* **AVAILABLE DATA**
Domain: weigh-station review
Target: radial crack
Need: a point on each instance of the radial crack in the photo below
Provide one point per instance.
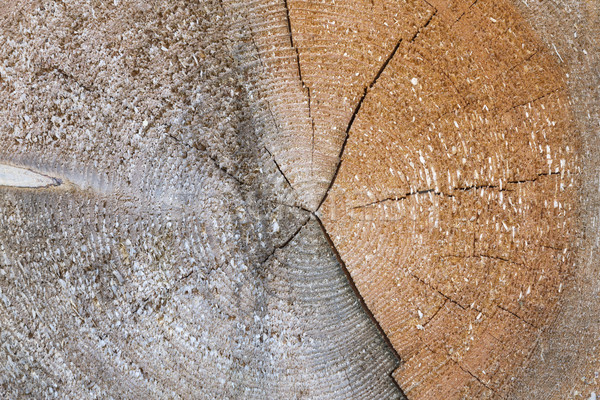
(360, 299)
(353, 117)
(304, 86)
(436, 192)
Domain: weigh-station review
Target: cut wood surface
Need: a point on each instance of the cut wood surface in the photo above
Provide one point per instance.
(286, 199)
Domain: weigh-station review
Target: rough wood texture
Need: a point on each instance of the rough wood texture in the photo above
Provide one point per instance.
(166, 264)
(185, 187)
(455, 201)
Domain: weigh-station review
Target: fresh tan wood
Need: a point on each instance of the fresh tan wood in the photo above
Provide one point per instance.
(247, 194)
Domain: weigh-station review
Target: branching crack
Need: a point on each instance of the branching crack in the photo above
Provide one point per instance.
(284, 244)
(436, 192)
(304, 86)
(353, 117)
(445, 296)
(403, 197)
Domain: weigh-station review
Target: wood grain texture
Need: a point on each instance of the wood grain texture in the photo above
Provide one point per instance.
(300, 199)
(167, 264)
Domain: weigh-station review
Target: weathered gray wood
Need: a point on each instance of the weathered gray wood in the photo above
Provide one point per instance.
(166, 246)
(167, 263)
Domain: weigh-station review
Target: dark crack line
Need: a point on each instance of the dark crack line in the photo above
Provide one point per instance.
(517, 316)
(304, 86)
(462, 189)
(288, 241)
(448, 298)
(441, 71)
(476, 378)
(550, 93)
(353, 118)
(362, 302)
(464, 12)
(411, 40)
(403, 197)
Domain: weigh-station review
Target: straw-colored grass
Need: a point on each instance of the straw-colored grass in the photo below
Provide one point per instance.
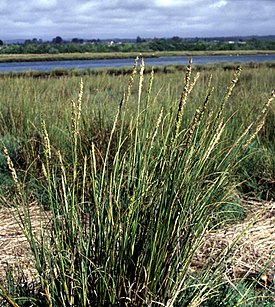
(132, 188)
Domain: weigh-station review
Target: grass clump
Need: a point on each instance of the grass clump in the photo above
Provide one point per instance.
(127, 217)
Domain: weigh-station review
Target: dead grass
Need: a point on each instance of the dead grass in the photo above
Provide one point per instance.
(252, 254)
(253, 242)
(13, 243)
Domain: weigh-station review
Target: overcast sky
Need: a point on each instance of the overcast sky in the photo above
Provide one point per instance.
(46, 19)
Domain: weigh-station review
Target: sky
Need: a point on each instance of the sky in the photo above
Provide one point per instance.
(45, 19)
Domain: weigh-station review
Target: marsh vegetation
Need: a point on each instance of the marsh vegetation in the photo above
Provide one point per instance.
(133, 171)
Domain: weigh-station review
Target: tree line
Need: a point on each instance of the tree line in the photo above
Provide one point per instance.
(58, 45)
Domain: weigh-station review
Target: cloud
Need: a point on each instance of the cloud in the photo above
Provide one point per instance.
(130, 18)
(219, 4)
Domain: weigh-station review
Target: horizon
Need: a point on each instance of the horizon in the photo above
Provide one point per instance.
(68, 39)
(107, 19)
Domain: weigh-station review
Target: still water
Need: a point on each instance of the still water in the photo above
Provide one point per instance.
(82, 64)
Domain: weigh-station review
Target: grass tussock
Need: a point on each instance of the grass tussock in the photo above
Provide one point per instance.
(130, 199)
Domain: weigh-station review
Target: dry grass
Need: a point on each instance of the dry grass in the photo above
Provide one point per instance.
(253, 240)
(253, 252)
(13, 243)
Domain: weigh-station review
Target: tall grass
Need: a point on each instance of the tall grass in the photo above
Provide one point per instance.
(128, 214)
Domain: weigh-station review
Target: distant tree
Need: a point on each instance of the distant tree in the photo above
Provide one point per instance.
(57, 40)
(140, 40)
(77, 40)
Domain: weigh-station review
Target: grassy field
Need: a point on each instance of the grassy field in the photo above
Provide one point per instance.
(118, 55)
(134, 172)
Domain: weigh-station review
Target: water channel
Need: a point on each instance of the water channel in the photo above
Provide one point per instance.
(157, 61)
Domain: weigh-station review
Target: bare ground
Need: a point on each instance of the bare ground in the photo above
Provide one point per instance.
(253, 253)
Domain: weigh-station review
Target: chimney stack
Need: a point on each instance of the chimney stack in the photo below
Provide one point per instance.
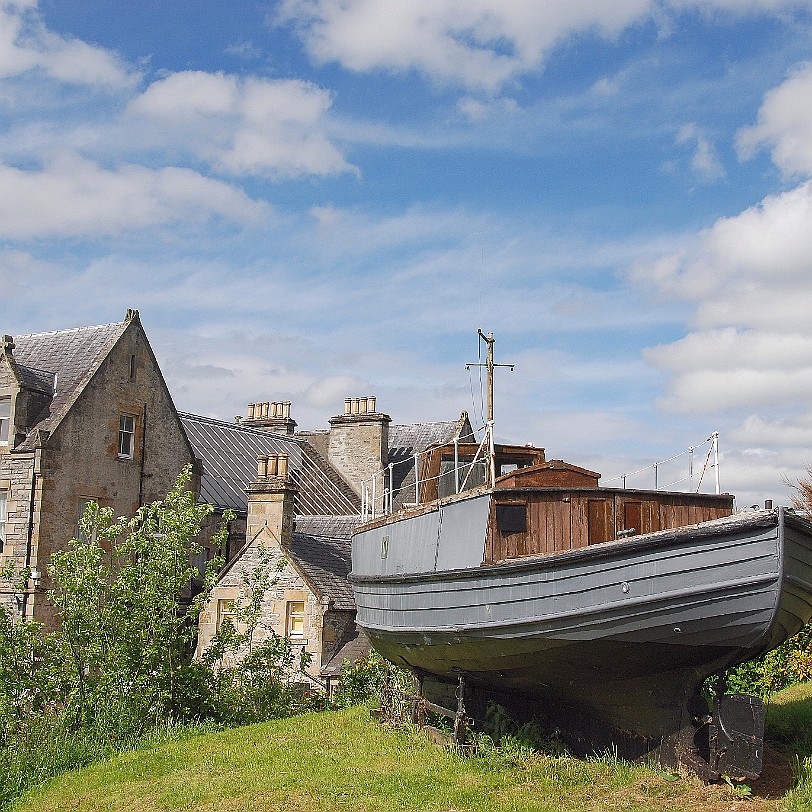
(270, 500)
(273, 415)
(358, 445)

* **TASK DESCRIPTION**
All of the material above needs to be restated exactly, with no pictures.

* **ANSWER**
Domain: weigh-station review
Target: radial crack
Need: a point on each instance of the radial crack in the photo below
Provide one point per instance.
(360, 299)
(353, 117)
(304, 86)
(436, 192)
Domain: weigh-station review
Target: cut wood surface
Need: a point on each instance of the cut wood surface in the photo above
Provide one point per instance.
(286, 199)
Domain: weigh-station review
Target: rough wood texture
Need: a point on each instance of the rough wood texture in the photo above
Provide one point per instance.
(166, 264)
(185, 187)
(455, 201)
Domain: weigh-station review
Target: fresh tan wood
Need: a point on each instance of the fresh tan wood in the photo above
Provide one point per instance.
(247, 194)
Domain: weigh-station review
Target: branching crack
Need: a point on each instance of the branching crack in the photo above
Provide one point per instance.
(284, 244)
(436, 192)
(304, 86)
(353, 117)
(445, 296)
(403, 197)
Domain: weigh-station review
Target: wood grain texture
Need: a point on each instance of the wood grain texture in the photo above
Provide one point per instance.
(300, 199)
(167, 264)
Domain: weigh-station review
Target: weathered gray wood
Need: a point on each instance of the weathered gray wood in the photo above
Provide one point per instance.
(166, 246)
(167, 263)
Domain: weigh-station review
Target: dark crack line
Need: a point on each instance of the dark crack line in the photo above
Provide one point per instance.
(517, 316)
(304, 86)
(462, 189)
(288, 241)
(448, 298)
(441, 71)
(476, 378)
(550, 93)
(353, 118)
(362, 302)
(464, 12)
(411, 40)
(403, 197)
Domain: weigh-station review
Target: straw-colored grass
Need: a point on each instance of the straw-colored grass in the photo below
Provide one point per instance.
(132, 188)
Domain: weigh-station review
Target: grass clump
Need: a point on each instance of the grass clump in the photo above
Provide one point per instance.
(127, 217)
Domain: weigh-station review
Target: dead grass
Need: a point on each instance of the dead grass in the photo above
Provide one point per instance.
(252, 254)
(253, 242)
(13, 243)
Domain: weigh-station review
Target: overcast sky
Need: a point on each instance of the overcast sky in the photo above
Provide one point per instance.
(46, 19)
Domain: weigh-station review
Target: sky
Need: a point on each instance of the sky in the photo above
Provide one point per instance.
(45, 19)
Domain: weigh-station review
Target: marsh vegetation
Need: a point on each instance of the marsh vegetation in the photo above
Provide one point per instance.
(133, 171)
Domain: weigh-station review
Target: tree line
Need: a point on each instance of the tree line in the photo above
Provide one point per instance.
(58, 45)
Domain: weigh-station review
Target: cloud
Need: a point on each instance of the cloud in the photo above
Provide one point per instance.
(130, 18)
(219, 4)
Domain: weigh-station review
Target: horizon
Need: a point on each instance of the horizon in the photo above
Provide one point per instance.
(68, 39)
(107, 19)
Domain: weigh-station review
Target: still water
Need: a point on each instance of the still water in the photo above
Provide one point per instance.
(82, 64)
Domain: weigh-station review
Target: grass tussock
Need: a point on each instance of the grass tussock in the photo above
Provide one point per instance.
(130, 199)
Domain: weigh-station review
Target: dry grass
Need: a point on each instance of the dry grass in the photo above
Provide one point per instance.
(253, 240)
(253, 252)
(13, 243)
Domain: weigh-station review
Target: tall grass
Need: a point on each instance of the tall grass in the photo above
Provide one point per instance.
(128, 214)
Domain: weigh-station review
Target: distant tree
Need: a point on each instance of the distant tree in the photo above
Provide one point per instance.
(57, 40)
(140, 40)
(77, 40)
Domain: weigh-station review
Target: grassy field
Need: a point on each instance of the grassy field in the photo above
Provide one point per instance.
(118, 55)
(134, 172)
Domain: weigh-station review
Target: water channel
Need: a point on each instance of the water channel in the photo above
Provide one point per instance.
(157, 61)
Domain: weigh-station review
Target: bare ground
Need: a point on each instance of the bare ground in the photo above
Provide one point per instance.
(253, 253)
Domain: weigh-station review
Target: chimney stack
Need: a point on each instance of the chimney stack in the photo below
Provide one point per instance.
(270, 500)
(273, 415)
(358, 445)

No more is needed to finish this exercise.